● **Page text**:
----
Re: Add LSN along with offset to error messages reported for WAL file read/write/validate header failures

From: Bharath Rupireddy <bharath(dot)rupireddyforpostgres(at)gmail(dot)com>
To: Alvaro Herrera <alvherre(at)alvh(dot)no-ip(dot)org>, Maxim Orlov <orlovmg(at)gmail(dot)com>
Cc: Kyotaro Horiguchi <horikyota(dot)ntt(at)gmail(dot)com>, Nathan Bossart <nathandbossart(at)gmail(dot)com>, pgsql-hackers(at)lists(dot)postgresql(dot)org
Subject: Re: Add LSN along with offset to error messages reported for WAL file read/write/validate header failures
Date: 2022-11-15 10:02:32
Message-ID: CALj2ACWuSumsFt1Fm4-LESg4jf9BDtMZcu5YJUZ62eohnc1Drg@mail.gmail.com
Views: Raw Message | Whole Thread | Download mbox | Resend email
Thread:
Lists: pgsql-hackers

On Fri, Nov 11, 2022 at 5:52 PM Maxim Orlov <orlovmg(at)gmail(dot)com> wrote:
>
> Hi!
>
> I've watched over the patch and consider it useful. Applies without conflicts. The functionality of the patch itself is
> meets declared functionality.

Thanks for reviewing.

> But, in my view, some improvements may be proposed. We should be more, let's say, cautious (or a paranoid if you wish),
> in pg_walfile_offset_lsn while dealing with user input values. What I mean by that is:
> - to init input vars of sscanf, i.e. tli, log andseg;
> - check the return value of sscanf call;
> - check filename max length.

IsXLogFileName() will take care of this. Also, I've added a new inline
function XLogIdFromFileName() that parses file name and returns log
and seg along with XLogSegNo and timeline id. This new function avoids
an extra sscanf() call as well.

> Another question arises for me: is this function can be called during recovery? If not, we should ereport about this, should we?

It's just a utility function and doesn't depend on any of the server's
current state (unlike pg_walfile_name()), hence it doesn't matter if
this function is called during recovery.

> And one last note here: pg_walfile_offset_lsn is accepting NULL values and return NULL in this case. From a theoretical
> point of view, this is perfectly fine. Actually, I think this is exactly how it supposed to be, but I'm not sure if there are no other opinions here.

These functions are marked as 'STRICT', meaning a null is returned,
without even calling the function, if any of the input parameters is
null. I think we can keep the behaviour the same as its friends.
----
● **Data listing**:

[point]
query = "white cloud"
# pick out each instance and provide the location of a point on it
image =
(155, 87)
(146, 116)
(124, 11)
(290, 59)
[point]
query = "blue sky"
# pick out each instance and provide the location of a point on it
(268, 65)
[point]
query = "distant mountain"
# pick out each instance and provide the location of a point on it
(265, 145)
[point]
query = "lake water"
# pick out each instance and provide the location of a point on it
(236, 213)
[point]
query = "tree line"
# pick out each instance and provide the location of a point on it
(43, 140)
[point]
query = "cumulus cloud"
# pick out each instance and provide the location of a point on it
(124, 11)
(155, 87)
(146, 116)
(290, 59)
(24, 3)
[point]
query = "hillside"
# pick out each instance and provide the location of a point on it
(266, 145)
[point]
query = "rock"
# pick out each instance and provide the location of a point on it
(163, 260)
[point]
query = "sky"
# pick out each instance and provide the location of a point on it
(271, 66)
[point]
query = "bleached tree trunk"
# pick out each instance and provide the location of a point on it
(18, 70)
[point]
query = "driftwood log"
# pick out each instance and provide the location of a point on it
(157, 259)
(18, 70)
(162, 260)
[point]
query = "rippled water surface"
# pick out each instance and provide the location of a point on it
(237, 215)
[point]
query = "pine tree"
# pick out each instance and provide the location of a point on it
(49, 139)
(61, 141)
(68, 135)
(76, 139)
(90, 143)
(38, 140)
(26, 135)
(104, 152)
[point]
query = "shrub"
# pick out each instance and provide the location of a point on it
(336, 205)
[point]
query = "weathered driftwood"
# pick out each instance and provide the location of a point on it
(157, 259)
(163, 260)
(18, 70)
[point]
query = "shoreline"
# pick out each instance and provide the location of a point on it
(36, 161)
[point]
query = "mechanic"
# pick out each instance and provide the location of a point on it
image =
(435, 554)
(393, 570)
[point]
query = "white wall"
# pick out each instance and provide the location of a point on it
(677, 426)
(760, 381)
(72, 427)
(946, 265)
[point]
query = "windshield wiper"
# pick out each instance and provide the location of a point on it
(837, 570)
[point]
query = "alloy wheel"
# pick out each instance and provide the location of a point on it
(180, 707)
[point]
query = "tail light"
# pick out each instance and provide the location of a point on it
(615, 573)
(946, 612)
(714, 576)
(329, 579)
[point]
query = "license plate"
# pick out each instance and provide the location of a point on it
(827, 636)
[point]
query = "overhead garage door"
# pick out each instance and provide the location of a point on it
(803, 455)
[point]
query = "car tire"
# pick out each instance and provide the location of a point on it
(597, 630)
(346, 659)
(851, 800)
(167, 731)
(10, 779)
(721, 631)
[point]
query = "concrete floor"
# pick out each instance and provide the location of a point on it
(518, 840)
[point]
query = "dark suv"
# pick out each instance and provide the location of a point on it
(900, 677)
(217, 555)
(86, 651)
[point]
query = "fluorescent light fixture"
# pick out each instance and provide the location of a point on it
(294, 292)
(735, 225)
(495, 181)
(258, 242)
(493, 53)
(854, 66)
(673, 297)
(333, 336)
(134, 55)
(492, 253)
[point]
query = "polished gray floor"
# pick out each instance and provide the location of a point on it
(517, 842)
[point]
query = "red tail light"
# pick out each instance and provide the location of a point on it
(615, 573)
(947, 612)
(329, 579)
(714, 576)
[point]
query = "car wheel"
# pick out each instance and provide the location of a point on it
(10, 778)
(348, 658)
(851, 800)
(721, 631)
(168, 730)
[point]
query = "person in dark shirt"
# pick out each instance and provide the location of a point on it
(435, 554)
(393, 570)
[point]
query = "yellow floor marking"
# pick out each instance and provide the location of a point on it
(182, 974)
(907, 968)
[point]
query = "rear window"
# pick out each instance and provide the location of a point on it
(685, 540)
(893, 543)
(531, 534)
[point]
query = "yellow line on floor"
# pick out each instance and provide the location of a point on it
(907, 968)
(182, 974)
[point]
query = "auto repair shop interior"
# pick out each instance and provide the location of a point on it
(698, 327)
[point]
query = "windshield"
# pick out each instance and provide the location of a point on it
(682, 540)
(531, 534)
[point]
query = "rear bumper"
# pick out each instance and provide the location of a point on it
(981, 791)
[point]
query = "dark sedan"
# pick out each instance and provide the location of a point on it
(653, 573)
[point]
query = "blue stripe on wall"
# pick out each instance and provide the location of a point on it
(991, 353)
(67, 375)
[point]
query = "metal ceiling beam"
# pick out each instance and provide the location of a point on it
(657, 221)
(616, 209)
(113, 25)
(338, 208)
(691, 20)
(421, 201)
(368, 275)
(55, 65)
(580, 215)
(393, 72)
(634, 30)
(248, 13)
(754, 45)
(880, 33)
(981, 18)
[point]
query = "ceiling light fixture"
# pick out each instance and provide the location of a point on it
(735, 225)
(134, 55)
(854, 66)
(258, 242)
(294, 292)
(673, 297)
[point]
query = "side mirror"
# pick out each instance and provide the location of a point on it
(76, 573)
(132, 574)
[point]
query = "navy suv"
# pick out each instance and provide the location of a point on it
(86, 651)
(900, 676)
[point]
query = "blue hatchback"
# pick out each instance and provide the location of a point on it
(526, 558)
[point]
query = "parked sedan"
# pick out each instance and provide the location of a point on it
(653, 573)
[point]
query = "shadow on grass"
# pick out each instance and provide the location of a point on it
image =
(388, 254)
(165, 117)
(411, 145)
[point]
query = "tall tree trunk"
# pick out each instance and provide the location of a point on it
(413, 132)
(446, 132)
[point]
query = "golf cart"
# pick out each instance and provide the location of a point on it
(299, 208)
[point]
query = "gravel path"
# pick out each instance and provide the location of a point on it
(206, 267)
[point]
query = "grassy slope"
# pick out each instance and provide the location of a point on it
----
● **Problem set**:
a – Retype the WAL error message reply word for word, everything from "On Fri, Nov" down to "filename max length.".
b – Extend the mailing list reply about adding LSNs to WAL error messages, picking up right after its final sentence.

● **Results for each task**:
a –
On Fri, Nov 11, 2022 at 5:52 PM Maxim Orlov <orlovmg(at)gmail(dot)com> wrote:
>
> Hi!
>
> I've watched over the patch and consider it useful. Applies without conflicts. The functionality of the patch itself is
> meets declared functionality.

Thanks for reviewing.

> But, in my view, some improvements may be proposed. We should be more, let's say, cautious (or a paranoid if you wish),
> in pg_walfile_offset_lsn while dealing with user input values. What I mean by that is:
> - to init input vars of sscanf, i.e. tli, log andseg;
> - check the return value of sscanf call;
> - check filename max length.

b –
On Fri, Nov 11, 2022 at 11:05 PM Alvaro Herrera <alvherre(at)alvh(dot)no-ip(dot)org> wrote:
>

Thanks for reviewing.

> Hmm, in 0002, why not return the timeline from the LSN too? It seems a
> waste not to have it.

Yeah, that actually makes sense. We might be tempted to return segno
too, but it's not something that we emit to the user elsewhere,
whereas we emit timeline id.

> + ereport(ERROR,
> + (errcode(ERRCODE_NUMERIC_VALUE_OUT_OF_RANGE),
> + errmsg("\"offset\" must not be negative or greater than or "
> + "equal to WAL segment size")));
>
> I don't think the word offset should be in quotes; and please don't cut
> the line. So I propose
>
> errmsg("offset must not be negative or greater than or equal to the WAL segment size")));

Changed.

While on this, I noticed that the pg_walfile_name_offset() isn't
covered in tests. I took an opportunity and added a simple test case
along with pg_walfile_offset_lsn().

I'm attaching the v3 patch set for further review.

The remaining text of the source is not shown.